Stored data
·····

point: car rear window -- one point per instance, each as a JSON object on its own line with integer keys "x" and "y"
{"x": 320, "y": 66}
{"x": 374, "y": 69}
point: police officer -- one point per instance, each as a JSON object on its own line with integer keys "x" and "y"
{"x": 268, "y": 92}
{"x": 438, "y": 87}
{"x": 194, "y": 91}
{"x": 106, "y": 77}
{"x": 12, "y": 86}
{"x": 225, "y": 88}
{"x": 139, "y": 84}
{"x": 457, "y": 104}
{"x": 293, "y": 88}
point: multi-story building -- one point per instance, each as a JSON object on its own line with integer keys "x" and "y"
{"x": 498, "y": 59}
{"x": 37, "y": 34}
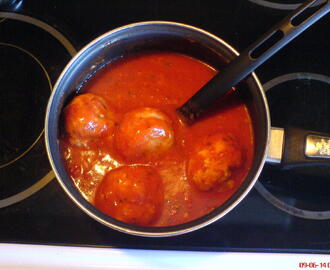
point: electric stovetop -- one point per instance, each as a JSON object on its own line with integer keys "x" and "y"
{"x": 287, "y": 211}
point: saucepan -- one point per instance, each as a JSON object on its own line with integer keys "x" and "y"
{"x": 200, "y": 44}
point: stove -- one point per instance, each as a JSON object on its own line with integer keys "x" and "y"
{"x": 287, "y": 211}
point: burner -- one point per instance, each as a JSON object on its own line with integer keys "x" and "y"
{"x": 302, "y": 100}
{"x": 29, "y": 68}
{"x": 284, "y": 5}
{"x": 24, "y": 93}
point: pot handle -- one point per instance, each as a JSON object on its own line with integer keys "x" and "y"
{"x": 294, "y": 147}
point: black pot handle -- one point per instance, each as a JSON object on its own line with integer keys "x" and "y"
{"x": 294, "y": 148}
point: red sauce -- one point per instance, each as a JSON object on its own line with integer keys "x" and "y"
{"x": 164, "y": 81}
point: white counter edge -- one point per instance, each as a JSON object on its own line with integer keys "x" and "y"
{"x": 19, "y": 257}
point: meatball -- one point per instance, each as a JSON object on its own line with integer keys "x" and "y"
{"x": 144, "y": 134}
{"x": 211, "y": 162}
{"x": 133, "y": 194}
{"x": 87, "y": 117}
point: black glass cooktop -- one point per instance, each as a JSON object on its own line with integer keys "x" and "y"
{"x": 287, "y": 211}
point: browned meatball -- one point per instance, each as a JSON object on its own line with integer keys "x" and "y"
{"x": 212, "y": 160}
{"x": 144, "y": 134}
{"x": 132, "y": 194}
{"x": 87, "y": 117}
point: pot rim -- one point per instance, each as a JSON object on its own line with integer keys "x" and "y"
{"x": 132, "y": 230}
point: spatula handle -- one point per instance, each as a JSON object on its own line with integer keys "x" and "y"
{"x": 256, "y": 54}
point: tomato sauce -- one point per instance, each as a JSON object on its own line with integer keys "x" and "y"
{"x": 162, "y": 80}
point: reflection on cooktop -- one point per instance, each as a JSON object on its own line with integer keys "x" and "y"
{"x": 25, "y": 88}
{"x": 27, "y": 75}
{"x": 287, "y": 212}
{"x": 298, "y": 100}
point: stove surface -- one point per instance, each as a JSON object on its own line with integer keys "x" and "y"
{"x": 287, "y": 211}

·····

• **To do**:
Can you express every line of the material above as a JSON list of strings, one string per line, with blank lines skipped and the pictures left out?

• **Solution for this task**:
[
  "point: car rear window -- one point per instance, each as a JSON object on its own line with integer keys \"x\" and \"y\"",
  "{\"x\": 320, \"y\": 66}",
  "{\"x\": 374, \"y\": 69}",
  "point: police officer -- one point per instance, each as a JSON object on its own line with integer keys \"x\" and \"y\"",
  "{\"x\": 268, \"y\": 92}",
  "{\"x\": 438, \"y\": 87}",
  "{\"x\": 194, \"y\": 91}",
  "{\"x\": 106, \"y\": 77}",
  "{\"x\": 12, \"y\": 86}",
  "{\"x\": 225, \"y\": 88}",
  "{\"x\": 139, \"y\": 84}",
  "{\"x\": 457, \"y\": 104}",
  "{\"x\": 293, \"y\": 88}",
  "point: multi-story building -- one point per instance, each as a JSON object on its own line with integer keys \"x\" and \"y\"",
  "{\"x\": 498, \"y\": 59}",
  "{\"x\": 37, \"y\": 34}",
  "point: electric stovetop -- one point per instance, each as a JSON object on its own line with integer keys \"x\" and \"y\"",
  "{\"x\": 287, \"y\": 211}",
  "point: saucepan -- one point per instance, each as a JSON object on its own line with integer keys \"x\" and \"y\"",
  "{\"x\": 200, \"y\": 44}",
  "point: stove -- one point per instance, each as a JSON object on its own line with integer keys \"x\" and \"y\"",
  "{\"x\": 287, \"y\": 211}",
  "point: burner -- one point per instance, each as a JSON object on its own line with integer keys \"x\" and \"y\"",
  "{\"x\": 302, \"y\": 100}",
  "{\"x\": 29, \"y\": 68}",
  "{\"x\": 284, \"y\": 5}",
  "{\"x\": 24, \"y\": 93}",
  "point: pot handle -- one point per instance, each as a JSON object on its own line with integer keys \"x\" and \"y\"",
  "{\"x\": 294, \"y\": 147}",
  "point: black pot handle -- one point per instance, each as a JSON object on its own line with integer keys \"x\" and \"y\"",
  "{\"x\": 294, \"y\": 148}",
  "point: red sauce -- one point per instance, each as a JSON object on its own line with integer keys \"x\" and \"y\"",
  "{\"x\": 164, \"y\": 81}",
  "point: white counter edge -- one point per instance, each as a JSON object on its own line with integer keys \"x\" and \"y\"",
  "{\"x\": 19, \"y\": 257}",
  "point: meatball -- one point per instance, each as a JSON object on its own line with integer keys \"x\" and \"y\"",
  "{\"x\": 144, \"y\": 134}",
  "{\"x\": 211, \"y\": 162}",
  "{\"x\": 133, \"y\": 194}",
  "{\"x\": 87, \"y\": 117}",
  "point: black glass cooktop -- one point per instance, each as a JSON object on its own line with integer keys \"x\" and \"y\"",
  "{\"x\": 287, \"y\": 211}",
  "point: browned meatball -- one point per instance, each as a JSON object on its own line with integer keys \"x\" and \"y\"",
  "{\"x\": 212, \"y\": 160}",
  "{\"x\": 144, \"y\": 134}",
  "{\"x\": 132, \"y\": 194}",
  "{\"x\": 87, \"y\": 117}",
  "point: pot rim -- one point per instance, each as a JSON object on its own line with integer keys \"x\" and \"y\"",
  "{\"x\": 132, \"y\": 230}",
  "point: spatula handle -- one point per instance, each as a JSON object on its own line with integer keys \"x\" and \"y\"",
  "{\"x\": 256, \"y\": 54}",
  "point: tomato sauce -- one point per instance, each as a JSON object on its own line with integer keys \"x\" and \"y\"",
  "{\"x\": 162, \"y\": 80}",
  "point: reflection on cooktop -- one point per instance, each as a JSON object on its own line with integer keys \"x\" and \"y\"",
  "{\"x\": 25, \"y\": 88}",
  "{\"x\": 27, \"y\": 75}",
  "{\"x\": 287, \"y\": 212}",
  "{\"x\": 298, \"y\": 100}",
  "point: stove surface -- one point per instance, each as a JSON object on its own line with integer keys \"x\" and \"y\"",
  "{\"x\": 287, \"y\": 211}"
]